**Problem description**: Transcribe only the part of the listing below that begins at the line containing "Labeling batch C. For the image above, tag the metal beam" and runs to its final line, keeping both ends.

Coordinate annotation entries:
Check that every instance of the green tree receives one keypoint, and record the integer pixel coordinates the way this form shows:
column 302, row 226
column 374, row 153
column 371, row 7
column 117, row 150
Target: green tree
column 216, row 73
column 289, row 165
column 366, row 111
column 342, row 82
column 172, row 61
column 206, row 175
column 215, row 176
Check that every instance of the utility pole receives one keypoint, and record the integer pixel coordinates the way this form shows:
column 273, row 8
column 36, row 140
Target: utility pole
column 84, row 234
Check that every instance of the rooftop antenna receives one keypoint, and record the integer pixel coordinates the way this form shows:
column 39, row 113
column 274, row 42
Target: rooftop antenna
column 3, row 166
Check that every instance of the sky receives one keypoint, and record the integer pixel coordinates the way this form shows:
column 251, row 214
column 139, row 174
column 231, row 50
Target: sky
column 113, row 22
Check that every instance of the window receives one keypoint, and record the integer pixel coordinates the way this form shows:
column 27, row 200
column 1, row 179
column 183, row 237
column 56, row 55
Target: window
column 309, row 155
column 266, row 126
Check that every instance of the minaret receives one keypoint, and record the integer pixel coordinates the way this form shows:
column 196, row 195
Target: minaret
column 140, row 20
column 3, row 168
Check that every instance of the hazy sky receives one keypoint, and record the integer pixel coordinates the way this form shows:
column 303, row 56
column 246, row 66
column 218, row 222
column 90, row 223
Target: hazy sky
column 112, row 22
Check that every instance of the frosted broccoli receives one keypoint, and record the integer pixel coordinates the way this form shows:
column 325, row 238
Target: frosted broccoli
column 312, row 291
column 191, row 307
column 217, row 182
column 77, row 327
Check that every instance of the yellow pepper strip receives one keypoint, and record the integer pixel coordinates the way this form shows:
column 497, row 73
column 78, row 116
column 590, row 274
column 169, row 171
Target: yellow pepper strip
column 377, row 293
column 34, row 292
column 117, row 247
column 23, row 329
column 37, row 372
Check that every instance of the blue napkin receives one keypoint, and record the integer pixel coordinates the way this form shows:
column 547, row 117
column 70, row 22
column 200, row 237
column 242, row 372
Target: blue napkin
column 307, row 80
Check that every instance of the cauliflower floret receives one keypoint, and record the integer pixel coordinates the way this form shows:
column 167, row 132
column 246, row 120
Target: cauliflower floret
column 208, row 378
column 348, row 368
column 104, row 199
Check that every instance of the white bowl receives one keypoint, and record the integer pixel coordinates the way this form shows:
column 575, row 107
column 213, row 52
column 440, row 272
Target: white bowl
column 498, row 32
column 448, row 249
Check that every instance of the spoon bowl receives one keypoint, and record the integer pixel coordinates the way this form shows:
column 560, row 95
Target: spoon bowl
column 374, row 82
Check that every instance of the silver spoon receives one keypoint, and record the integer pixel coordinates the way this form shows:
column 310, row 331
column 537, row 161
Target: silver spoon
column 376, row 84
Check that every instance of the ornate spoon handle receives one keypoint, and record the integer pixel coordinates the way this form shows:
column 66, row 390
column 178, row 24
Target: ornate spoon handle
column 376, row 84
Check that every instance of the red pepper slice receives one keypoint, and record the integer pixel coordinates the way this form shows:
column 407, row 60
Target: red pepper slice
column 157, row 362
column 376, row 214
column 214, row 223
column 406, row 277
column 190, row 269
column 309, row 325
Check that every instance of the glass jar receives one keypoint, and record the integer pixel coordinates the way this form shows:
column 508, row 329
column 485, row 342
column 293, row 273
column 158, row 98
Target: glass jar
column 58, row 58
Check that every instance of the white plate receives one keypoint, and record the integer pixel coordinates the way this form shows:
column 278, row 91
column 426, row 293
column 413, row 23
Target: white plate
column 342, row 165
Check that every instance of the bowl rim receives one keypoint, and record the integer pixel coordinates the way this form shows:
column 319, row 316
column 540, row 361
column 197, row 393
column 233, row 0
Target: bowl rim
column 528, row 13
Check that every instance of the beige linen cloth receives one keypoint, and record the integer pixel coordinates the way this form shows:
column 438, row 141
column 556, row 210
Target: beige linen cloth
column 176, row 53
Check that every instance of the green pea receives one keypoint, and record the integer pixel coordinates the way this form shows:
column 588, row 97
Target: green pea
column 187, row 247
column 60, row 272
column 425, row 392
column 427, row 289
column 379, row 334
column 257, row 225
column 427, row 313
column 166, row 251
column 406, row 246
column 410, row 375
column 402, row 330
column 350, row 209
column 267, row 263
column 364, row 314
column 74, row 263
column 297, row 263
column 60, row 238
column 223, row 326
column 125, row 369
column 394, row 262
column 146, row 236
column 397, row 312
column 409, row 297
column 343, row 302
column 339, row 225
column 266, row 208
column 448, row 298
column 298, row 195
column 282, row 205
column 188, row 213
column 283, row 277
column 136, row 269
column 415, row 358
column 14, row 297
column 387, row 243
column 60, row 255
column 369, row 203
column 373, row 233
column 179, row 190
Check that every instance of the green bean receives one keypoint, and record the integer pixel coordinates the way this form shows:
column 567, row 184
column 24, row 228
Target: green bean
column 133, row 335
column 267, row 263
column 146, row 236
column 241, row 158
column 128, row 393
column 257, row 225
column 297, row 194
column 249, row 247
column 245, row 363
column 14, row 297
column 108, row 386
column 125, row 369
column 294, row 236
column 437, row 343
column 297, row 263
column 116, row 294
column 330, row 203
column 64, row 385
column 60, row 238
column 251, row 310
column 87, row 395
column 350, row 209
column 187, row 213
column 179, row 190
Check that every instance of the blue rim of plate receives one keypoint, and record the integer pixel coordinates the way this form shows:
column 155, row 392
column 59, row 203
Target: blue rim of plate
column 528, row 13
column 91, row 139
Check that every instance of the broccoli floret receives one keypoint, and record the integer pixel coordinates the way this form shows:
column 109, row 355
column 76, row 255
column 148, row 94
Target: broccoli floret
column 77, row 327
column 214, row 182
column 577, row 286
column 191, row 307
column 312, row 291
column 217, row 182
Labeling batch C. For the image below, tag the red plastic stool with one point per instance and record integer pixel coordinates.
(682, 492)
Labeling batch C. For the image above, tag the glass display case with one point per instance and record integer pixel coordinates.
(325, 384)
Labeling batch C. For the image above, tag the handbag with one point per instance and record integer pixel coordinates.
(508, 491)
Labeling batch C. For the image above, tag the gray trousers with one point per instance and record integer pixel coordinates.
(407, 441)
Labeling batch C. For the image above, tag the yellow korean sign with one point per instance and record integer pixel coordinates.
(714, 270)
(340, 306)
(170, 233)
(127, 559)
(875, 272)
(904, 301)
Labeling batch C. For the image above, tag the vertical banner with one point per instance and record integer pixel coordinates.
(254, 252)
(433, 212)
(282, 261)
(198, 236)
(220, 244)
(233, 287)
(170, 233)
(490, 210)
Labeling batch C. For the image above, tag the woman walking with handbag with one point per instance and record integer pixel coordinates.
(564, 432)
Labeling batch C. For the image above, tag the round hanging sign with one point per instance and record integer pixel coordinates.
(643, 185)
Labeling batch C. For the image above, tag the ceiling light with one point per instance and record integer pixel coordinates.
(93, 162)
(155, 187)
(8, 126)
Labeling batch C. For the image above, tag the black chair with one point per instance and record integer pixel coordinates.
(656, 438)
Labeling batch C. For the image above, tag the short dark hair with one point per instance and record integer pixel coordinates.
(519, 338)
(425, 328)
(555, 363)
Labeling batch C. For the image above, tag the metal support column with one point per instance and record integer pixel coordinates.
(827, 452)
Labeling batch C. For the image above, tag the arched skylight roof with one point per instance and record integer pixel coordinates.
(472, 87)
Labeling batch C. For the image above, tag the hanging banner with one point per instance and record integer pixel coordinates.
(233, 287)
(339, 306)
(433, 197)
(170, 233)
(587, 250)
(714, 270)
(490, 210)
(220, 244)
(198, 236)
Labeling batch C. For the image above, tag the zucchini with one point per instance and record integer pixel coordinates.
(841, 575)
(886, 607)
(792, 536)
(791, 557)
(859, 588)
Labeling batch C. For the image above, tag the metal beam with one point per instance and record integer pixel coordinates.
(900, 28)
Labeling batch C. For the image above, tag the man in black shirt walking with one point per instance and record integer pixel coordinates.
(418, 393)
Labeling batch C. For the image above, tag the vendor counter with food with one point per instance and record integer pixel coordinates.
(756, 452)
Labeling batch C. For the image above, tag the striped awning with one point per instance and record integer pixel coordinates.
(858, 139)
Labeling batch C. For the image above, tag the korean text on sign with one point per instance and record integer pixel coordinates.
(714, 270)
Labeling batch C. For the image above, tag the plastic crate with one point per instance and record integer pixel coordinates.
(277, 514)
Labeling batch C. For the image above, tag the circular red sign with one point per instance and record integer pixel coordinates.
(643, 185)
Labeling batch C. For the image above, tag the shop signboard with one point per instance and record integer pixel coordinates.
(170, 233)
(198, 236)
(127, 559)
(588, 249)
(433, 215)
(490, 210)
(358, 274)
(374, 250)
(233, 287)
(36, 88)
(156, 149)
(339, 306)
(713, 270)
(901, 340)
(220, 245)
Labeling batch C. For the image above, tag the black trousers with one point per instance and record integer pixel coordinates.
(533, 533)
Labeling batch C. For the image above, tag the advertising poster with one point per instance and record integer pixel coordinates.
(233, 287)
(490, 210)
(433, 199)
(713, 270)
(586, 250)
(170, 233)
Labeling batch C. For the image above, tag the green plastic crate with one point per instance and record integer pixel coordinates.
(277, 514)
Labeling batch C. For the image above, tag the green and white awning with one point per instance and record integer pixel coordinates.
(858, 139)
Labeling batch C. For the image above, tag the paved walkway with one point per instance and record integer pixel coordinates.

**Right answer**:
Labeling batch C. For the image above, tag the metal beam with one point per instance and record integer pixel coordinates.
(900, 28)
Labeling batch C. For the image above, tag the man in black shirt walking with one point per instance and record integer pixel coordinates.
(418, 393)
Labeling batch C. For the image above, tag the vendor counter with food with one point per instance and record integer pixel coordinates.
(756, 452)
Labeling batch C. For the image above, tag the striped awning with one point per instance and record integer pixel coordinates.
(858, 139)
Labeling batch C. For the image above, tag the korean text on sign with one point per instance and record integer pixel coordinates.
(714, 270)
Labeling batch C. For the image above, tag the plastic crate with one point per instance and record integer pixel coordinates.
(277, 514)
Labeling batch C. For the image above, tag the circular red sign with one point per instance and record integer pixel coordinates.
(643, 185)
Labeling batch C. For the image above, tag the shop signboard with one point per instance and record integer pixel coordinates.
(170, 233)
(198, 236)
(127, 559)
(588, 249)
(433, 215)
(490, 210)
(358, 274)
(374, 250)
(233, 287)
(36, 88)
(156, 149)
(339, 306)
(713, 270)
(901, 340)
(220, 245)
Labeling batch C. For the image above, tag the black trousers with one point per instance and record integer pixel coordinates.
(533, 533)
Labeling batch C. For the image above, tag the advertising poster with one point per instance and record integer pixel coordinates.
(233, 287)
(490, 210)
(433, 199)
(713, 270)
(586, 250)
(170, 233)
Labeling batch C. For the image above, tag the green plastic crate with one point per instance and record integer pixel coordinates.
(277, 514)
Labeling batch C. For the image above, tag the green and white awning with one point per instance and record integer pixel coordinates.
(858, 139)
Labeling batch C. For the image above, tag the paved walkway with one point per instance and record integer pixel coordinates.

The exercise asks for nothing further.